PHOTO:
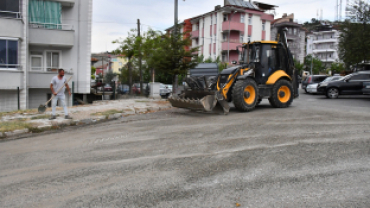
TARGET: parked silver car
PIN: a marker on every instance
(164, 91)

········

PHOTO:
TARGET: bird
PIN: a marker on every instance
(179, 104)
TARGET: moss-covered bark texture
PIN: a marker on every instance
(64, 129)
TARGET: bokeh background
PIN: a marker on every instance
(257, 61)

········

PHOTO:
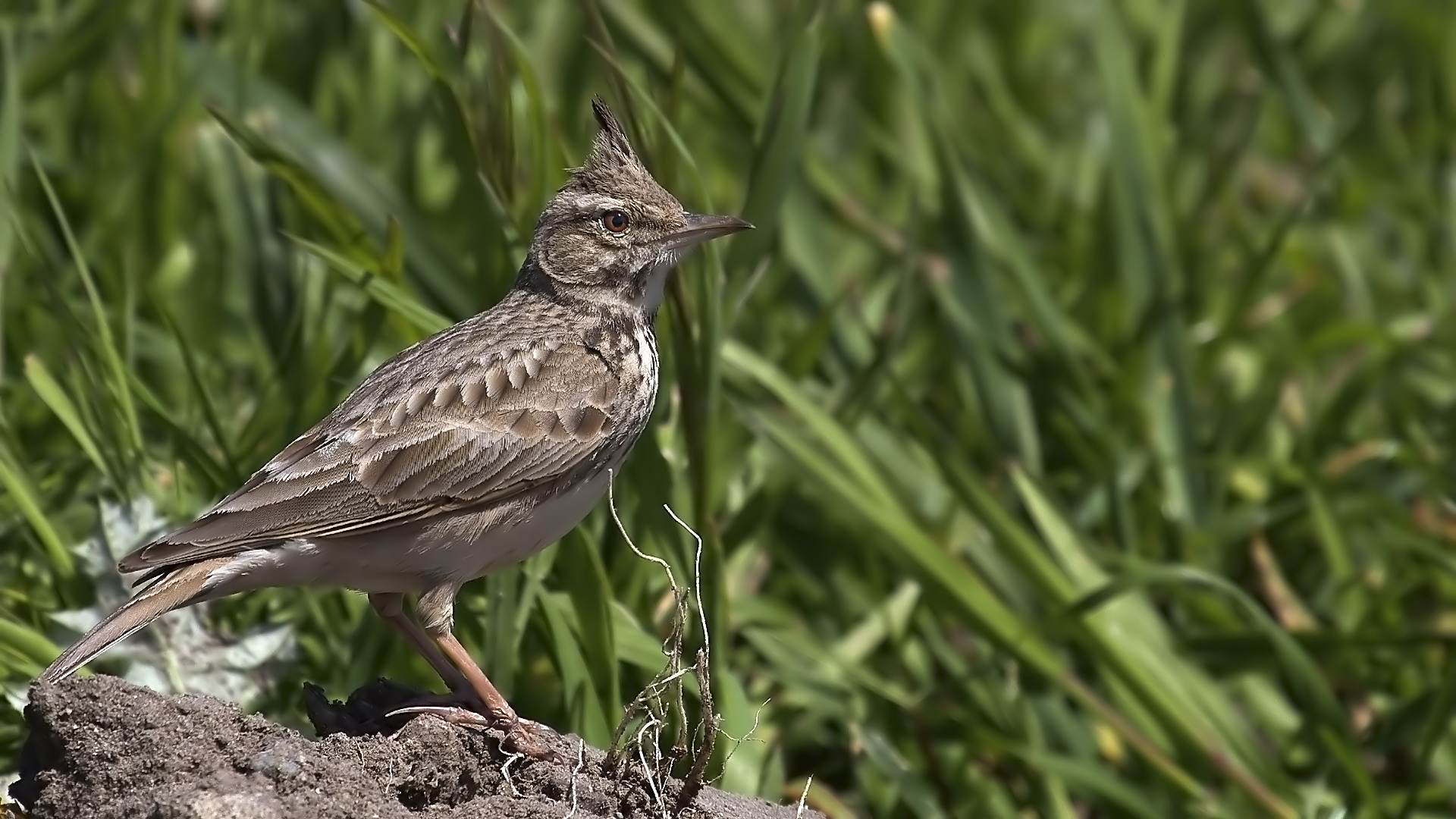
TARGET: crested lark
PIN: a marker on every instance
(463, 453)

········

Action item >>
Using the listing above, show every line that includes the string "TARGET".

Expected answer >>
TARGET: parked silver car
TARGET: bird
TARGET: moss-covered bark texture
TARGET: bokeh background
TARGET: crested lark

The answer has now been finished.